-- START TEXT TO READ --

Watson is right: Sherlock's theory is simply comically impossible in the rules of Cluedo, and Cluedo is not "broken" - but it does have a problem with the kind of human errors that Sherlock hates to allow for.

Cluedo's gameplay hinges on players accurately responding to queries about the secret cards they are holding. If a player says they don't have a card which they have but absent-mindedly overlooked, it can break the game: other players may build logically-sound deductions on this that can cost them the game because they're built on a false premise.

This is a throwaway gag, but as someone who grew up playing quite a lot of Cluedo, it painted a very vivid picture for me:

  • Sherlock had (maybe reluctantly) agreed to play a game with Watson (and probably others). Once he started playing, he got far too immersed in the murder-mystery premise
  • He built elaborate deductions on every move another player did, as a good Cluedo player does. Unfortunately, someone at some point made a human error, so his logically-sound deductions took him to an impossible place.
  • He obviously would not ever consider that his logic could have been at fault
  • Normally at this point, the keen-eyed player would say "Hang on, that's not possible because [list of six observations from the last 10 rounds] means you can't have X card" then someone would say "But I do have X card. Oh, I must have made a mistake 10 rounds ago" and it gets very awkward, the game falls apart, and it possibly ends in an argument.
  • However, Sherlock being Sherlock, it appears he got so absorbed in the murder-mystery premise of the game, he lost track that this was just a fun social activity between fallable humans, where possibilities are limited to which cards actually exist and "a player messed up" is a valid possibility.

-- END TEXT TO READ --
-- START ENTRIES --

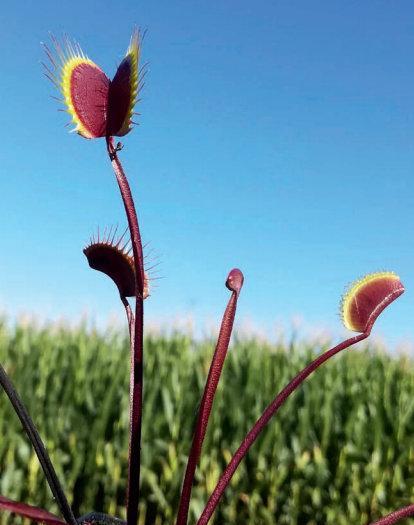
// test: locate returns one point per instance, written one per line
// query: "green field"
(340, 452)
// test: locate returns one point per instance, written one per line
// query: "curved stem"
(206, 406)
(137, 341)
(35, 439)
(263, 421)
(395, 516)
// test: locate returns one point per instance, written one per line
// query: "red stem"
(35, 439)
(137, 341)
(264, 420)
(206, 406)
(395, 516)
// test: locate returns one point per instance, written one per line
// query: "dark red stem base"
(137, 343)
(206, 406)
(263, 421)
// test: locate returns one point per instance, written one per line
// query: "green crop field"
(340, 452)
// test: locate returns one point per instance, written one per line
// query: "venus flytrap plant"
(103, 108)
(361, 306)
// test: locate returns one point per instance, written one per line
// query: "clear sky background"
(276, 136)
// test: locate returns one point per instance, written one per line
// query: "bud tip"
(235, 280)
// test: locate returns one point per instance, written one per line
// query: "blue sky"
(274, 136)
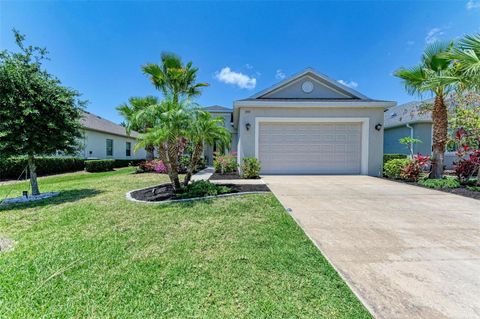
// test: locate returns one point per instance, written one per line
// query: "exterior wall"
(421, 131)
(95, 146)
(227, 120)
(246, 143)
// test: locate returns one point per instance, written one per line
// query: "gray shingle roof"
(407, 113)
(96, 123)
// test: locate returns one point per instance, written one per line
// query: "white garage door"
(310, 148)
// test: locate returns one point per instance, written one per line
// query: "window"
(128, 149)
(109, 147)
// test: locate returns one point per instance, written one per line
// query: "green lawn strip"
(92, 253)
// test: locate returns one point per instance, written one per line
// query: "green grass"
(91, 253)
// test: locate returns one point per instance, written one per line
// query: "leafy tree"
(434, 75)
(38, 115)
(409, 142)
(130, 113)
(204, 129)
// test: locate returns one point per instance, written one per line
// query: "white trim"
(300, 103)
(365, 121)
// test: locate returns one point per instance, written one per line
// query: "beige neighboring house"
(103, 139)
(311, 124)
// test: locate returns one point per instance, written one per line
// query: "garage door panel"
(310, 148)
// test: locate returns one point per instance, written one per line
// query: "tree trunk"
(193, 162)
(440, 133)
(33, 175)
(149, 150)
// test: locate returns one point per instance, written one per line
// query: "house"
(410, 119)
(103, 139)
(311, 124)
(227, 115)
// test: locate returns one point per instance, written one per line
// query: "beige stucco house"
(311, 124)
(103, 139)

-- END ENTRIES --
-- START ENTRIES --

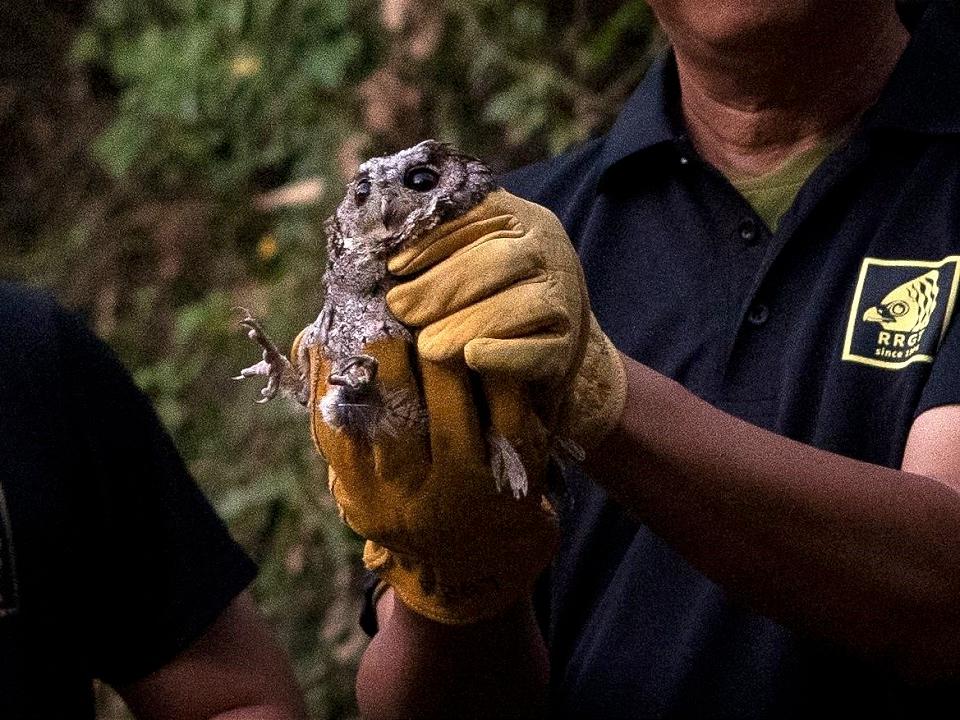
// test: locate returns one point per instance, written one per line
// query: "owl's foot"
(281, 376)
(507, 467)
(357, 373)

-- END ENTRIES --
-- START ENTRIES --

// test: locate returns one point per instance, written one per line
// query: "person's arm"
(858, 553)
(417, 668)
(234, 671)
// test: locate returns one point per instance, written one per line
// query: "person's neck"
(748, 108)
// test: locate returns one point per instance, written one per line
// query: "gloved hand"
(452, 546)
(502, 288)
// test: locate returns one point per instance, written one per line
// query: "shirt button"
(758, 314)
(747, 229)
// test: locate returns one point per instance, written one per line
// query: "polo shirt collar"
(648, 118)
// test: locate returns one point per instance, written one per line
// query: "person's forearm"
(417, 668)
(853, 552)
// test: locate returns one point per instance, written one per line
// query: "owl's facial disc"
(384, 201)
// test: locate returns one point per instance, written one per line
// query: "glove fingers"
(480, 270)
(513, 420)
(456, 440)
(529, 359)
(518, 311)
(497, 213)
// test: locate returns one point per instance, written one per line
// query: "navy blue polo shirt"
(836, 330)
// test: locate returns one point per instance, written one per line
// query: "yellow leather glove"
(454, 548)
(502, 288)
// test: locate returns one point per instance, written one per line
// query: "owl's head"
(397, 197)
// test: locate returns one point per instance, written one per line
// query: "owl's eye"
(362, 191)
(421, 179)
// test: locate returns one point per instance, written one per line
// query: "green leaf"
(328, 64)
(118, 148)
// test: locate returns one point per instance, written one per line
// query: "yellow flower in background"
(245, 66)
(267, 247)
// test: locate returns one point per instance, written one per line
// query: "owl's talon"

-- END ENTRIES --

● YOUR OBJECTIVE: In the text about Sherlock and Cluedo, what does Cluedo's gameplay hinge on?

● RESPONSE TO THE EXERCISE: Players accurately responding to queries about the secret cards they are holding.